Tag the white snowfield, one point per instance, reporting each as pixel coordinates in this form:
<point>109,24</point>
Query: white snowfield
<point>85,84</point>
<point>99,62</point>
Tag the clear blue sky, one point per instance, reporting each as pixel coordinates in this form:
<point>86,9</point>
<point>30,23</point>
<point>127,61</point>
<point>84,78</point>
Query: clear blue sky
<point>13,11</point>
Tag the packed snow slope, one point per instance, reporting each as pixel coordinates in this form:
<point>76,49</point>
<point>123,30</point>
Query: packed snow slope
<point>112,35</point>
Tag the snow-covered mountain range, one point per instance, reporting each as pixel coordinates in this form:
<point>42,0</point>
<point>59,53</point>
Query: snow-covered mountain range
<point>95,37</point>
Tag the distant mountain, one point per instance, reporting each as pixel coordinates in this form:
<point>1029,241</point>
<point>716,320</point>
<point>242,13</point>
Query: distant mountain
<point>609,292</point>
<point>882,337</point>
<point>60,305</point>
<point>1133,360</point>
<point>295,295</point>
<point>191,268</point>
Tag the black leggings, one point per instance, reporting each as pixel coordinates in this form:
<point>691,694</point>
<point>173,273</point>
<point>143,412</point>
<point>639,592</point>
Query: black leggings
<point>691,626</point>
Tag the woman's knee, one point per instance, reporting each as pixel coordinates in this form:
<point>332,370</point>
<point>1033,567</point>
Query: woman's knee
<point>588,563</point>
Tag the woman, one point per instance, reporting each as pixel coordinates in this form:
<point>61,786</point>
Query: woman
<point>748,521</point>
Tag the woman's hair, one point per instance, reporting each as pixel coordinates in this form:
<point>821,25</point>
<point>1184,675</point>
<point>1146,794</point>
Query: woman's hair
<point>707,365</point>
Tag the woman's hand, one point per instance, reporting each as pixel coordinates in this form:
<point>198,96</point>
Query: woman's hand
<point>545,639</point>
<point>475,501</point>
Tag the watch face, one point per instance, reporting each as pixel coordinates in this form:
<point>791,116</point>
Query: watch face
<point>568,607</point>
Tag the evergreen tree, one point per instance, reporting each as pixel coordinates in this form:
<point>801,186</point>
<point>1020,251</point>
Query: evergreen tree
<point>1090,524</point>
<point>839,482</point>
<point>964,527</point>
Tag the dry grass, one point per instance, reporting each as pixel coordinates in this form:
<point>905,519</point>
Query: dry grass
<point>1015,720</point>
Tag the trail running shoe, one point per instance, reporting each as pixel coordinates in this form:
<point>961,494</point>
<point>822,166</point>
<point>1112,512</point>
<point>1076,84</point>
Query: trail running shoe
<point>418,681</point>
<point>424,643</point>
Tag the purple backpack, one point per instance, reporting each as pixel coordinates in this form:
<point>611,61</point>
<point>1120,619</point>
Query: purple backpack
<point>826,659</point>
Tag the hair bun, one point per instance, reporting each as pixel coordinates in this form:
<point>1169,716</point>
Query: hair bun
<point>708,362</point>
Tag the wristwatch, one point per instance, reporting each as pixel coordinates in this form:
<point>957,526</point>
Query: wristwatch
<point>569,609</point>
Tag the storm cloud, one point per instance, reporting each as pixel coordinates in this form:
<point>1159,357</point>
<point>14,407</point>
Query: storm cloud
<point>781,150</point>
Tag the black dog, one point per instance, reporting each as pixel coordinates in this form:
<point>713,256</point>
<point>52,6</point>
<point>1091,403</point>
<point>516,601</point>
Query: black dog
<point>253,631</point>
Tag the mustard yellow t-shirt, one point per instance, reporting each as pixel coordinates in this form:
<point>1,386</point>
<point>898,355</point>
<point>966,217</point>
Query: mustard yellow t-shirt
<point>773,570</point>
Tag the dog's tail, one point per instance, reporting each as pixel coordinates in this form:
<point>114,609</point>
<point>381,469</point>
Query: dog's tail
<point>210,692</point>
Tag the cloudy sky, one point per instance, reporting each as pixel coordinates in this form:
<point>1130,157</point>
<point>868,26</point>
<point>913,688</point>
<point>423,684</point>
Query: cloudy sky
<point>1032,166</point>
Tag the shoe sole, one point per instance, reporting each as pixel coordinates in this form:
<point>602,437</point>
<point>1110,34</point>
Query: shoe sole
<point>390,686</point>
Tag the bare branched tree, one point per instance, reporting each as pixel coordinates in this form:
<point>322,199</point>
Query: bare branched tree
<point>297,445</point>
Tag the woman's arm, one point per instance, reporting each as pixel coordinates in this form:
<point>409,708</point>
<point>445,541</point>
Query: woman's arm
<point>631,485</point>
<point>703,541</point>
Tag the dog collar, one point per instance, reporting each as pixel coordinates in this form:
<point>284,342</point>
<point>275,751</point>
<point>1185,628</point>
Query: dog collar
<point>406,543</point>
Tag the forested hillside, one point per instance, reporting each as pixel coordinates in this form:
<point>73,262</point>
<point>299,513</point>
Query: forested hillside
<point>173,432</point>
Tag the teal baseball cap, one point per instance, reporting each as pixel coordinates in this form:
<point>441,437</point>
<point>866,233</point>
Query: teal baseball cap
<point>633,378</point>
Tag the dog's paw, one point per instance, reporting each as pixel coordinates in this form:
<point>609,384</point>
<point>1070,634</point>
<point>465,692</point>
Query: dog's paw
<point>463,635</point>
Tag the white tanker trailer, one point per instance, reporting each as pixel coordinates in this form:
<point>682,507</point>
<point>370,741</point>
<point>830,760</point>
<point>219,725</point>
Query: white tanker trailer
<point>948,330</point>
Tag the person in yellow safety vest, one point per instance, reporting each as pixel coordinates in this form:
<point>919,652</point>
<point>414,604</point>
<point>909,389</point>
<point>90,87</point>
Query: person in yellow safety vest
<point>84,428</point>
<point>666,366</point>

——————

● Co zrobić
Sformatuj wszystkie powyższe rekordy jako tabelę Markdown z kolumnami „Nr” i „Wiersz”. Każdy wiersz ma dostać kolejny numer, a puste wiersze pomiń.

● Odpowiedź pisemna
| Nr | Wiersz |
|---|---|
| 1 | Tag the white snowfield, one point per instance, reporting each as pixel coordinates in this form: |
| 2 | <point>109,24</point> |
| 3 | Query: white snowfield |
| 4 | <point>85,84</point> |
| 5 | <point>99,62</point> |
| 6 | Tag the clear blue sky, one point per instance, reporting each as pixel coordinates in this form: |
| 7 | <point>86,9</point> |
| 8 | <point>30,23</point> |
| 9 | <point>127,61</point> |
| 10 | <point>84,78</point> |
| 11 | Query: clear blue sky |
| 12 | <point>13,11</point> |
| 13 | Tag the packed snow slope, one point per instance, reporting each as pixel coordinates in this form: |
| 14 | <point>76,49</point> |
| 15 | <point>123,30</point> |
| 16 | Query: packed snow slope |
| 17 | <point>112,35</point> |
| 18 | Tag the snow-covered mountain range, one point per instance, reporting each as pixel coordinates in this form: |
| 19 | <point>42,0</point> |
| 20 | <point>59,53</point> |
| 21 | Query: snow-covered mountain range |
| 22 | <point>95,37</point> |
| 23 | Tag the distant mountain, one point per instance, reporting each as pixel coordinates in this form: |
| 24 | <point>1029,241</point> |
| 25 | <point>716,320</point> |
| 26 | <point>242,13</point> |
| 27 | Query: distant mountain |
| 28 | <point>609,292</point> |
| 29 | <point>882,337</point> |
| 30 | <point>60,305</point> |
| 31 | <point>1133,360</point> |
| 32 | <point>295,295</point> |
| 33 | <point>191,268</point> |
| 34 | Tag the black leggings, one point per instance, reporting each as pixel coordinates in this form: |
| 35 | <point>691,694</point> |
| 36 | <point>173,273</point> |
| 37 | <point>143,412</point> |
| 38 | <point>639,592</point> |
| 39 | Query: black leggings |
| 40 | <point>691,626</point> |
| 41 | Tag the woman's knee, one point per instance, reporting each as pixel coordinates in this form: |
| 42 | <point>332,370</point> |
| 43 | <point>1033,567</point> |
| 44 | Query: woman's knee |
| 45 | <point>588,563</point> |
| 46 | Tag the woman, one point per instance, reporting each as pixel coordinates in this form: |
| 47 | <point>61,786</point> |
| 48 | Query: woman |
| 49 | <point>748,521</point> |
| 50 | Tag the woman's hair, one point per instance, reporting each as pixel coordinates in this form: |
| 51 | <point>821,25</point> |
| 52 | <point>1184,675</point> |
| 53 | <point>1146,794</point> |
| 54 | Query: woman's hair |
| 55 | <point>707,365</point> |
| 56 | Tag the woman's hand, one point per instance, reporting each as pixel coordinates in this form: |
| 57 | <point>198,96</point> |
| 58 | Query: woman's hand |
| 59 | <point>545,639</point> |
| 60 | <point>475,501</point> |
| 61 | Tag the watch face, one point per instance, reporting each as pixel coordinates in this form: |
| 62 | <point>791,116</point> |
| 63 | Query: watch face |
| 64 | <point>568,607</point> |
| 65 | Tag the evergreen tree, one point per instance, reporting each as pixel coordinates in this form: |
| 66 | <point>801,186</point> |
| 67 | <point>1020,251</point> |
| 68 | Query: evergreen tree |
| 69 | <point>1090,524</point> |
| 70 | <point>839,482</point> |
| 71 | <point>964,527</point> |
| 72 | Tag the dry grass, one point per instance, reporting each as pixel coordinates in this form: |
| 73 | <point>905,519</point> |
| 74 | Query: dry grass |
| 75 | <point>1015,720</point> |
| 76 | Tag the trail running shoe, one point per instance, reporting each as pixel coordinates in this form: |
| 77 | <point>961,494</point> |
| 78 | <point>822,166</point> |
| 79 | <point>1112,512</point> |
| 80 | <point>1076,84</point> |
| 81 | Query: trail running shoe |
| 82 | <point>418,681</point> |
| 83 | <point>424,643</point> |
| 84 | Tag the purple backpack, one point per instance, reporting each as pixel coordinates in this form: |
| 85 | <point>611,61</point> |
| 86 | <point>1120,619</point> |
| 87 | Query: purple backpack |
| 88 | <point>826,659</point> |
| 89 | Tag the hair bun, one point per instance, reporting each as pixel coordinates in this form: |
| 90 | <point>1169,716</point> |
| 91 | Query: hair bun |
| 92 | <point>708,362</point> |
| 93 | Tag the wristwatch, one point per instance, reporting each as pixel coordinates in this form: |
| 94 | <point>957,526</point> |
| 95 | Query: wristwatch |
| 96 | <point>569,609</point> |
| 97 | Tag the storm cloud, one point per instance, reporting each as pixel coordinates in this form: |
| 98 | <point>1159,357</point> |
| 99 | <point>14,407</point> |
| 100 | Query: storm cloud |
| 101 | <point>781,150</point> |
| 102 | Tag the black dog, one point per instance, reporting each as pixel coordinates in this form: |
| 103 | <point>713,256</point> |
| 104 | <point>52,6</point> |
| 105 | <point>1091,403</point> |
| 106 | <point>516,601</point> |
| 107 | Query: black dog |
| 108 | <point>253,631</point> |
| 109 | Tag the mustard yellow t-shirt, one point per instance, reporting each as pixel coordinates in this form: |
| 110 | <point>1,386</point> |
| 111 | <point>898,355</point> |
| 112 | <point>966,217</point> |
| 113 | Query: mustard yellow t-shirt |
| 114 | <point>773,570</point> |
| 115 | Tag the dog's tail, one point per instance, reporting each as pixel coordinates in this form: |
| 116 | <point>114,609</point> |
| 117 | <point>381,469</point> |
| 118 | Query: dog's tail |
| 119 | <point>210,692</point> |
| 120 | Tag the cloudy sky, one point per instance, reporting each as pixel coordinates in this form: |
| 121 | <point>1130,157</point> |
| 122 | <point>868,26</point> |
| 123 | <point>913,688</point> |
| 124 | <point>423,684</point> |
| 125 | Query: cloudy sky |
| 126 | <point>1032,166</point> |
| 127 | Tag the shoe sole, one point per instance, reporting each as pixel coordinates in this form: |
| 128 | <point>602,437</point> |
| 129 | <point>1110,34</point> |
| 130 | Query: shoe sole |
| 131 | <point>390,686</point> |
| 132 | Tag the bare branched tree, one point per instance, reporting each as pixel coordinates in this form: |
| 133 | <point>322,199</point> |
| 134 | Query: bare branched tree |
| 135 | <point>297,445</point> |
| 136 | Tag the woman's arm, one point per instance, reporting each as pixel coordinates in this form: |
| 137 | <point>409,708</point> |
| 138 | <point>445,541</point> |
| 139 | Query: woman's arm |
| 140 | <point>631,485</point> |
| 141 | <point>703,541</point> |
| 142 | Tag the dog collar, one point per instance, reporting each as pixel coordinates in this form: |
| 143 | <point>284,342</point> |
| 144 | <point>275,751</point> |
| 145 | <point>1185,628</point> |
| 146 | Query: dog collar |
| 147 | <point>406,543</point> |
| 148 | Tag the forested hillside, one point per instance, reporting each as pixel coordinates in this form: |
| 149 | <point>73,262</point> |
| 150 | <point>299,513</point> |
| 151 | Query: forested hillside |
| 152 | <point>173,432</point> |
| 153 | Tag the teal baseball cap, one point per instance, reporting each as pixel coordinates in this form: |
| 154 | <point>441,437</point> |
| 155 | <point>866,233</point> |
| 156 | Query: teal baseball cap |
| 157 | <point>633,378</point> |
| 158 | Tag the dog's paw, one point per instance, reporting each as pixel coordinates in this form: |
| 159 | <point>609,384</point> |
| 160 | <point>1070,634</point> |
| 161 | <point>465,692</point> |
| 162 | Query: dog's paw |
| 163 | <point>463,635</point> |
| 164 | Tag the white tanker trailer, one point per instance, reporting each as pixel coordinates in this form: |
| 165 | <point>682,507</point> |
| 166 | <point>370,741</point> |
| 167 | <point>830,760</point> |
| 168 | <point>219,725</point> |
| 169 | Query: white tanker trailer |
| 170 | <point>948,330</point> |
| 171 | Tag the person in yellow safety vest, one point per instance, reporting each as pixel coordinates in this form: |
| 172 | <point>919,652</point> |
| 173 | <point>414,604</point> |
| 174 | <point>909,389</point> |
| 175 | <point>90,87</point> |
| 176 | Query: person in yellow safety vest |
| 177 | <point>84,428</point> |
| 178 | <point>666,366</point> |